*EXTRAHIERTER TEXT*.
....................
Zukunft Europas: Der Ball liegt bei den Mitgliedsstaaten (Gastkommentar Paul Schmidt, derstandard.at)

Letztes Jahr hatte Kommissionspräsident Jean-Claude Juncker die EU noch nahe der Existenzkrise gesehen und die Unbeweglichkeit einiger EU-Hauptstädte beklagt. Seine Rede zur Lage der Union war smarter und strategisch überlegter formuliert. Juncker ist heute konzilianter gegenüber streitbaren Mitgliedern, sucht weniger die Konfrontation, sondern ihre Unterstützung für künftige Reformen.
Er spricht einzelne Probleme wie Flucht und Zuwanderung, die Entsendung von Arbeitskräften, das Thema Lebensmittelqualität, die Auslegung der Fiskalregeln oder die Vertiefung der Eurozone gezielt an, ohne aber seine Sorgenkinder beim Namen zu nennen. Er signalisiert, dass die Kommission ihre Probleme lösen möchte, und gleichzeitig wird Solidarität eingemahnt sowie die Pflicht, Urteile des Europäischen Gerichtshofs anzuerkennen. Insgesamt zeichnet der Kommissionspräsident ein positiveres Bild. Nicht zuletzt aufgrund der guten Wirtschaftsprognosen sieht er ein Zeitfenster, das es für notwendige Integrationsschritte zu nützen gilt.
....................
*ZIEL DER AUFGABE*.
Gib den Gastkommentar zur Zukunft Europas oben vollständig und wortgetreu wieder. Die Daten stammen aus einer anderen Quelle als der Gastkommentar.

Daten zu Segmentierungsmasken
....................
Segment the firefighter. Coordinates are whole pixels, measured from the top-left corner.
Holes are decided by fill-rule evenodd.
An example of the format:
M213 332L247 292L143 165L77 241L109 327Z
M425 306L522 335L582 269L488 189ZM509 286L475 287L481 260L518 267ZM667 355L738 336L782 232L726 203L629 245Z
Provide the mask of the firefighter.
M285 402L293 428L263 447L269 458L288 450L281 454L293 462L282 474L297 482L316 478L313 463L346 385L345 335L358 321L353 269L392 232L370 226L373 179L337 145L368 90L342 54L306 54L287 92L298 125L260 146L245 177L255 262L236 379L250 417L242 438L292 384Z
....................
*ENDGÜLTIGE ANTWORT*.
Zukunft Europas: Der Ball liegt bei den Mitgliedsstaaten (Gastkommentar Paul Schmidt, derstandard.at)

Letztes Jahr hatte Kommissionspräsident Jean-Claude Juncker die EU noch nahe der Existenzkrise gesehen und die Unbeweglichkeit einiger EU-Hauptstädte beklagt. Seine Rede zur Lage der Union war smarter und strategisch überlegter formuliert. Juncker ist heute konzilianter gegenüber streitbaren Mitgliedern, sucht weniger die Konfrontation, sondern ihre Unterstützung für künftige Reformen.
Er spricht einzelne Probleme wie Flucht und Zuwanderung, die Entsendung von Arbeitskräften, das Thema Lebensmittelqualität, die Auslegung der Fiskalregeln oder die Vertiefung der Eurozone gezielt an, ohne aber seine Sorgenkinder beim Namen zu nennen. Er signalisiert, dass die Kommission ihre Probleme lösen möchte, und gleichzeitig wird Solidarität eingemahnt sowie die Pflicht, Urteile des Europäischen Gerichtshofs anzuerkennen. Insgesamt zeichnet der Kommissionspräsident ein positiveres Bild. Nicht zuletzt aufgrund der guten Wirtschaftsprognosen sieht er ein Zeitfenster, das es für notwendige Integrationsschritte zu nützen gilt.